SOURCE →
----------------------------------------

Search code examples
logstashlogstash-grok

Grok regex with escaped “[“, “(“, and “)” chars problems


Elastic newbie here - working with a new 5.5 install. I have a log line that looks like so:

[2015/10/01@19:48:22.785-0400] P-4780 T-2208 I DBUTIL : (451) prostrct create session begin for timk519 on CON:.

I have the following regex:

\[%{DATE:date}@%{TIME:time}-(?<gmtoffset>\d{4})\]\s*(?<procid>P-[0-9]+)\s*(?<threadid>T-[0-9]+)\s*(?<msgtype>[ifIF])\s*(?<processtype>[a-zA-Z]+)\s*(?<usernumber>[0-9]+|[:])\s*\((?<msgnum>[0-9]+|[\-]+)\)\s*%{GREEDYDATA:message}

When I try it in the kibana grok debugger it doesn't work and I get the following error:

GrokDebugger: [parse_exception] [pattern_definitions] property isn't a map, but of type [java.lang.String], with { header={ processor_type="grok" & property_name="pattern_definitions" } }

this appears to be due to the \[ at the start of the line. If I replace the leading \[ with a period "." I get this

.%{DATE:date}@%{TIME:time}-(?<gmtoffset>\d{4})\]\s*(?<procid>P-[0-9]+)\s*(?<threadid>T-[0-9]+)\s*(?<msgtype>[ifIF])\s*(?<processtype>[a-zA-Z]+)\s*(?<usernumber>[0-9]+|[:])\s*\((?<msgnum>[0-9]+|[\-]+)\)\s*%{GREEDYDATA:message}

the grok debugger and https://grokdebug.herokuapp.com/ are good with this pattern.

When I put this regex into logstash, it fails to recognize the msgnum (451) part of the line because of the escaped parens \( and \) around the msgnum field, and as a result fails to recognize the line as a legal string.

Am I escaping something incorrectly? Is this a bug?

UPDATE 2017-07-21

I got around the issue with escaping ( and ) by putting them in [(] and [)]. I haven't figured out a way to solve matching the leading [ yet.

----------------------------------------

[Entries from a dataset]
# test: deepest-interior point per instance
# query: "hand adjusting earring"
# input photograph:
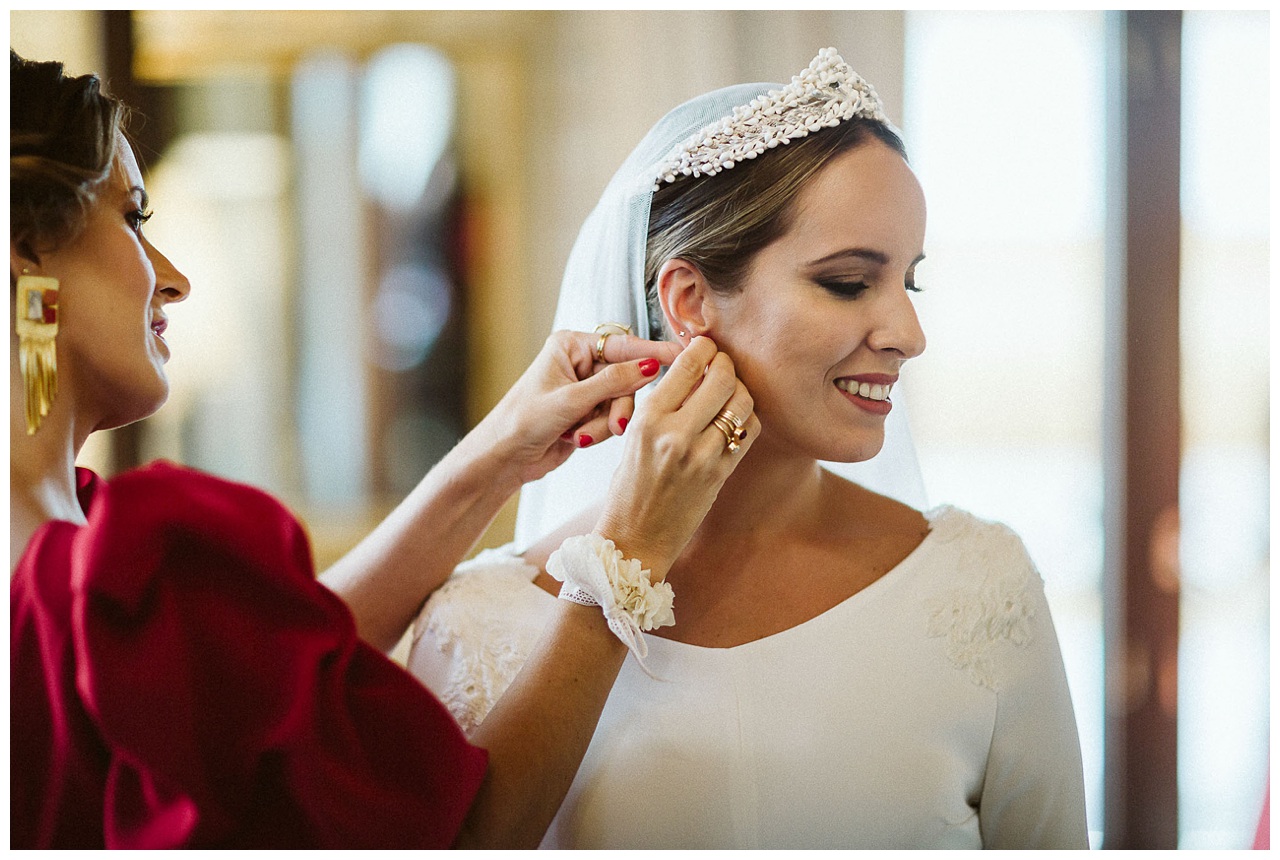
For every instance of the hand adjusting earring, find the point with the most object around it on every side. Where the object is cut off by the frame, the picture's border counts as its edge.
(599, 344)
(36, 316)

----------------------------------------

EXERCISE DIRECTIONS → Continue the forum post about escaping characters in a Grok regex, starting right after its last sentence.

ANSWER TO THE TASK →
UPDATE 2017-07-24

The answer below was an epic catch and I've used that to create the following custom patterns:

DBTIME %{TIME}[-+]\d{4}
DBTIMESTAMP %{YEAR}/%{MONTHNUM}/%{MONTHDAY}@%{DBTIME}

which I've implemented in my grok statement like so:

\[%{DBTIMESTAMP:dbdatetime}\]\s*%{PROCESSID:processid}\s*%{DBTHREADID:threadid}\s*%{DBMSGTYPE:msgtype}\s*%{PROCESSTYPE:processtype}?\s*%{USERNUMBER:usernumber}?\s*:\s*[(]%{MSGNUMBER:msgnumber}[)].\s*%{GREEDYDATA:eventmessage}\s*\r

I then use the date filter to turn the dbdatetime into a @timestamp setting, and now the regex matches the incoming log stream which is what I want. Thx!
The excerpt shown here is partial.